李 红,刘伟平,方冬莉
(1.广西大学 经济学院,南宁 530004; 2.广西民族大学 经济学院,南宁 530006)
交通基础设施是旅游经济发展的核心“要素”[1-2],在高铁时代,便捷性和舒适度使得高铁成为人们旅游出行的主要选择,进而高铁开通对沿线城市旅游经济发展的影响等相关研究也变得极为重要。
已有诸多研究表明,高铁开通对一个地区的经济影响可能有虹吸、集聚以及扩散等效应。在核心-边缘区域相互作用理论下,以往文献更多强调高铁开通后核心地区的集聚效应[3-6]、区域经济差异[7-9]。也有学者指出,高铁开通对要素禀赋低的边缘地区表现出强烈的虹吸效应,只有特定要素禀赋高的边缘地区才能利用高铁开通这一机遇[10],但随着经济的发展,区域集中度过高时,核心区域的拥挤效应显现,高铁开通的扩散效应[11]则逐渐增强。此阶段,高铁会加速核心地区向偏远地区的经济溢出,同核心区相邻的边缘区会从中受益更多[12]。高铁开通的时空压缩效应,一方面加强了核心地区与边缘地区的联系[13],扩大了核心地区经济发展的辐射范围;另一方面提升了边缘地区的区位优势[14-15],在其旅游资源禀赋的支撑下,与核心地区旅游经济形成联动[16-17],最终促进区域经济一体化与协调发展[18-19]。

收集的数据

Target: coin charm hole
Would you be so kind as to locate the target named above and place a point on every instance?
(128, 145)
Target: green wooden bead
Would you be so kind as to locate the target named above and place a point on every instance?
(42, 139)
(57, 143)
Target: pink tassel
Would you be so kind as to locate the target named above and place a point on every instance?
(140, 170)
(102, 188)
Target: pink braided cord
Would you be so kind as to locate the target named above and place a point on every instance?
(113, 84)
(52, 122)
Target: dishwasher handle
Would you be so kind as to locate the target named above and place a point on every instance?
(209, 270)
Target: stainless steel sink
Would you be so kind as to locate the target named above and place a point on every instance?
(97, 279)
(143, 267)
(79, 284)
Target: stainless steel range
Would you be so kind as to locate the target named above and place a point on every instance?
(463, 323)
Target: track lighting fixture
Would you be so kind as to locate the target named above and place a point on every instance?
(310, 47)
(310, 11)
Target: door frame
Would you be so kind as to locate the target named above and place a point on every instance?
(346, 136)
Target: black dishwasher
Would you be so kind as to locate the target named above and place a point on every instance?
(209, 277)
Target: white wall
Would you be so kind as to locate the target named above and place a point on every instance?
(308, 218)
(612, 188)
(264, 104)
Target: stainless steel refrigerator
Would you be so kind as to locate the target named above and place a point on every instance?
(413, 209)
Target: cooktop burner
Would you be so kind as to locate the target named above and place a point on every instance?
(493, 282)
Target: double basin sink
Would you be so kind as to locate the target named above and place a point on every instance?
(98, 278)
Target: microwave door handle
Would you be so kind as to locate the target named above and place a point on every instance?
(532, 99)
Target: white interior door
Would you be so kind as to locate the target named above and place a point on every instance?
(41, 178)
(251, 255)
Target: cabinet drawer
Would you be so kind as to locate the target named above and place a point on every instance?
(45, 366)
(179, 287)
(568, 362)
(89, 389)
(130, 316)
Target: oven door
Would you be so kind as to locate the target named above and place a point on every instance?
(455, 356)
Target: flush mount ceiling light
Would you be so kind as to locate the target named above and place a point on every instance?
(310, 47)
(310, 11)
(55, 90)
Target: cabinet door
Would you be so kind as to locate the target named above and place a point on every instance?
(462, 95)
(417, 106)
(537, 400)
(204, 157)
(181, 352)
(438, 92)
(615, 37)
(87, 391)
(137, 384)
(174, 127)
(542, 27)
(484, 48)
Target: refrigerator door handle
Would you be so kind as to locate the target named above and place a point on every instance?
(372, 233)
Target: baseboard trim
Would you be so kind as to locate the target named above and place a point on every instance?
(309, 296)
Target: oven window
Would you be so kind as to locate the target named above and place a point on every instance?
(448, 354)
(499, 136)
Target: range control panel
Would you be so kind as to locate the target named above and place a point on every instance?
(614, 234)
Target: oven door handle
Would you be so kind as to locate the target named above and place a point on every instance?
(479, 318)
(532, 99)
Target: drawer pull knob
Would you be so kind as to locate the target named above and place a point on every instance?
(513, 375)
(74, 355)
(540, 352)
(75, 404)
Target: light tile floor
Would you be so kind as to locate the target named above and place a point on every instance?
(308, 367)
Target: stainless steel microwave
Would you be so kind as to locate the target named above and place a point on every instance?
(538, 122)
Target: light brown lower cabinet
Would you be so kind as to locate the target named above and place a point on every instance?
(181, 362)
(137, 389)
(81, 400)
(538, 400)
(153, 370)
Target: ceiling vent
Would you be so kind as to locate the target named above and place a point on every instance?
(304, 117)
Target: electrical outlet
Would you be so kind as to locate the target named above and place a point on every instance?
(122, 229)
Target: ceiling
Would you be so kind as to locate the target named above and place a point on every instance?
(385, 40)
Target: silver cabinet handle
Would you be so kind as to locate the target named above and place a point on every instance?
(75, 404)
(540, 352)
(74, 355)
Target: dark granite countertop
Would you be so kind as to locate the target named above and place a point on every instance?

== 待解问题 ==
**1.** 关于高铁开通和旅游经济的这段文字说,随着经济发展,高铁开通的扩散效应会逐渐增强。文中给出的原因是什么?用一到三句话说明。
**2.** 在记录里,从含有"Target: oven window"的那一行开始,一直到记录结尾,把"place a point"都改成"put a dot",其他内容一字不动,只写出这一段。

== 答案汇总 ==
**1.** 经济发展后,区域集中度过高,核心区域就会出现拥挤效应,高铁开通的扩散效应也因此逐渐增强。到了这个阶段,高铁会加快核心地区向偏远地区的经济溢出。

**2.**
Target: oven window
Would you be so kind as to locate the target named above and put a dot on every instance?
(448, 354)
(499, 136)
Target: range control panel
Would you be so kind as to locate the target named above and put a dot on every instance?
(614, 234)
Target: oven door handle
Would you be so kind as to locate the target named above and put a dot on every instance?
(479, 318)
(532, 99)
Target: drawer pull knob
Would you be so kind as to locate the target named above and put a dot on every instance?
(513, 375)
(74, 355)
(540, 352)
(75, 404)
Target: light tile floor
Would you be so kind as to locate the target named above and put a dot on every instance?
(308, 367)
Target: stainless steel microwave
Would you be so kind as to locate the target named above and put a dot on every instance?
(538, 122)
Target: light brown lower cabinet
Would you be so kind as to locate the target named above and put a dot on every instance?
(181, 362)
(137, 389)
(81, 400)
(538, 400)
(153, 370)
Target: ceiling vent
Would you be so kind as to locate the target named above and put a dot on every instance?
(304, 117)
Target: electrical outlet
Would you be so kind as to locate the target named above and put a dot on every instance?
(122, 229)
Target: ceiling
Would you be so kind as to locate the target named above and put a dot on every instance?
(385, 40)
Target: silver cabinet handle
Would you be so kind as to locate the target named above and put a dot on every instance?
(75, 404)
(540, 352)
(74, 355)
Target: dark granite countertop
Would you be so kind as to locate the target named above and put a dot on every instance?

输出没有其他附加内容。